Description of the task: Repeat, exactly and in full, the lines of the listing below, but without any pictures.

··· Extracted records

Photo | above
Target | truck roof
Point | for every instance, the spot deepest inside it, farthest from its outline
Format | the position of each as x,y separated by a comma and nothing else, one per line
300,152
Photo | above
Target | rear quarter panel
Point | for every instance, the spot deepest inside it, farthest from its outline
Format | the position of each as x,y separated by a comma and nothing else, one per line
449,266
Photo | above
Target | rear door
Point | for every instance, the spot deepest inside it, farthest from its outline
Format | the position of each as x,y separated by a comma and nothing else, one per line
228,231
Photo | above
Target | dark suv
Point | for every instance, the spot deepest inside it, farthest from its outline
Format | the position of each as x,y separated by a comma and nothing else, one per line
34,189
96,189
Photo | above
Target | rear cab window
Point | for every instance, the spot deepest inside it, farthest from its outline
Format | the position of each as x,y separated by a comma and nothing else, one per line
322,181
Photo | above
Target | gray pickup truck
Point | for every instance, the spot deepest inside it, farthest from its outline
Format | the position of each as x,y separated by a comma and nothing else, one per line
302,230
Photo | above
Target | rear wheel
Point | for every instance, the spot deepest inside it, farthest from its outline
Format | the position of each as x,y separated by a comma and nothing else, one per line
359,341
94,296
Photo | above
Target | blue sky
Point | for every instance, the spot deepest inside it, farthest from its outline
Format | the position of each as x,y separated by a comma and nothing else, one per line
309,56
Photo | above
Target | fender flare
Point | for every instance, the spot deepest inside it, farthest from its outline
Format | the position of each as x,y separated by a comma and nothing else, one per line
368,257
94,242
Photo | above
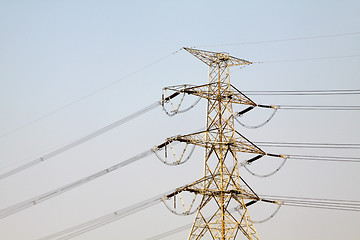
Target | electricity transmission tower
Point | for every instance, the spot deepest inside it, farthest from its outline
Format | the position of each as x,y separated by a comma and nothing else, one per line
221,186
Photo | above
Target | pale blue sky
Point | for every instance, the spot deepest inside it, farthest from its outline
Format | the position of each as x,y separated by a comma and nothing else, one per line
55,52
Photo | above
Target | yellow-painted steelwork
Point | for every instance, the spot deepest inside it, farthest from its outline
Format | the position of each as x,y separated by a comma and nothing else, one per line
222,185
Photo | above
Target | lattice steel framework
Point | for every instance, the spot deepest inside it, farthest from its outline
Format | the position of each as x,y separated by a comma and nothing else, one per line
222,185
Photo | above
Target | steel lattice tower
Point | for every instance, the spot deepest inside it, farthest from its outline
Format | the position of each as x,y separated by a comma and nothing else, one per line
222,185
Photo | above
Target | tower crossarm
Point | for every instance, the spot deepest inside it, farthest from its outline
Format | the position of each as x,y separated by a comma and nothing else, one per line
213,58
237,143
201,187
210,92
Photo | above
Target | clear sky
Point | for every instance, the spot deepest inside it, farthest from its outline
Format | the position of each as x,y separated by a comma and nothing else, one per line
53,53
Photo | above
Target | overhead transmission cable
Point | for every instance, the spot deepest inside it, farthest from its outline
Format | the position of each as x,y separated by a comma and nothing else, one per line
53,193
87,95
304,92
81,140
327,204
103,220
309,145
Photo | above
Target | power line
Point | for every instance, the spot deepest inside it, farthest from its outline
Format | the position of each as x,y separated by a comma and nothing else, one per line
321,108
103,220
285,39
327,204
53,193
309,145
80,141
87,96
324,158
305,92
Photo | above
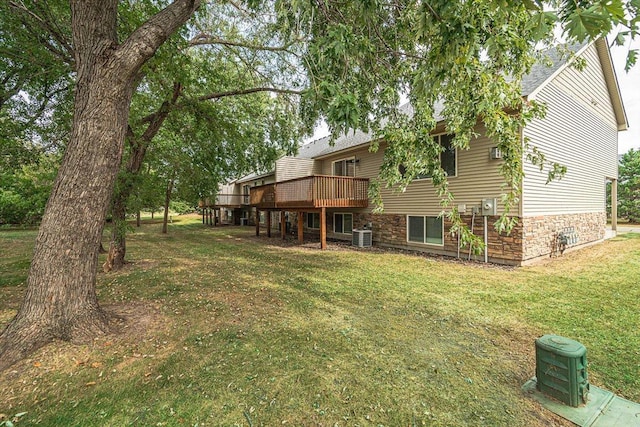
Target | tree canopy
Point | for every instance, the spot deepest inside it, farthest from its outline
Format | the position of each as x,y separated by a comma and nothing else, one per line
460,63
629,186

······

Exercise solution:
Photo | above
Target | truck roof
Point | for every instance, the spot deepest inside it, farthest from its outline
Format | the position of each as x,y separated by a comma and nothing else, one per line
300,152
Photo | above
Target | rear quarter panel
Point | for every instance, the spot deepest inside it, farthest from its outline
Format | the position of each as x,y separated by a comma and nothing else, one per line
449,266
Photo | above
Target | rear door
Point | for every instance, the spot deepest inside it, farthest from its outline
Format | the position of each as x,y separated by a comma and nothing else, one per line
228,231
Photo | above
Target | dark suv
Point | for every instance, the spot deepest inside it, farthest from its outline
Format | the position of each as x,y separated by a comma and nothing else, one per line
34,189
96,189
Photo | above
Target | rear cab window
Point | for every instance, the spot deepest inside it, farthest from its outline
Format | the position of each as x,y separated by a comma and nothing else, one per line
322,181
Photo | above
Target | gray pickup truck
Point | for every instance, the spot deepest inside it, farthest from its outline
Format | the position of each as x,y separated by a comma and nothing else, one per line
302,230
Photo | above
Target | rear wheel
Point | for every instance, the spot deepest inside it, farthest from its outline
Format | the position of each as x,y separated by a comma and nothing else, one per line
359,341
94,296
Photo | above
Target | blue sky
Point | for every instance, the spot deepest inside it, farthest from its outline
Format | the position of each as x,y separated by a comma and nothing else, one per line
309,56
Photo | above
Target | fender flare
Point | for every instance, the spot deepest inside it, farthest from its outline
Format | the position of each as x,y separated by a comma and nothing else, one per line
368,257
94,242
Photo | above
Target | electricity transmission tower
Point | for every instance, the spot deepest inside it, farthest from its outline
Format | the position of each as x,y separated by a comma and nothing else, one per line
221,186
Photo | above
Target | pale blue sky
Point | for every instance, the spot deepest inside it, farthest from its outline
Format | the position of each as x,y separated by a comma and nothing else, one per line
55,52
Photo | above
Target | yellow-painted steelwork
Point | for every instance, the spot deepest inside it, farthest from its outline
Format | the position of each as x,y separated by a comma and nothing else, one per line
222,185
Photo | above
Target | lattice steel framework
Point | for every instance, the spot deepest inside it, farthest from its outline
Format | the position of each as x,y separated by a comma and nothing else, one per line
222,185
Photo | above
Target | steel lattice tower
Point | for every instance, the spot deepest inside it, farthest from its outline
Format | the position of each as x,y separated by a comma and nothing else, one per line
222,185
Photo | above
Target | tower crossarm
Point | for every instance, the spot deepest inside it, farthest from its outline
Format | the position of each as x,y separated by a comma and nothing else, one per line
213,58
237,143
201,187
210,92
Photo | above
Target | clear sky
Point | for every instance, the spot deepest inside it, farthest from its outline
Format | the position of each as x,y separated by a comma and nothing else, one per line
53,53
Photo | above
Target | overhead transmission cable
Point | for every instance, the spot deepest inside it, farthest from its outline
Format | the position of each as x,y separated by a comma and nothing else, one per line
53,193
87,95
304,92
81,140
327,204
103,220
309,145
Photo | above
Target | power line
Point | for every instance, the spot deepest inside it, farthest from its outline
Format | the position of each as x,y separated by a comma and nothing else, one per line
321,108
103,220
285,39
327,204
53,193
309,145
80,141
87,96
324,158
305,92
Photo | above
Target | tree canopy
Point | for every instance, the spot deepest inside it, farthest from its outline
Format | the position of each as x,y separated by a comma and nothing else, one per line
460,63
629,186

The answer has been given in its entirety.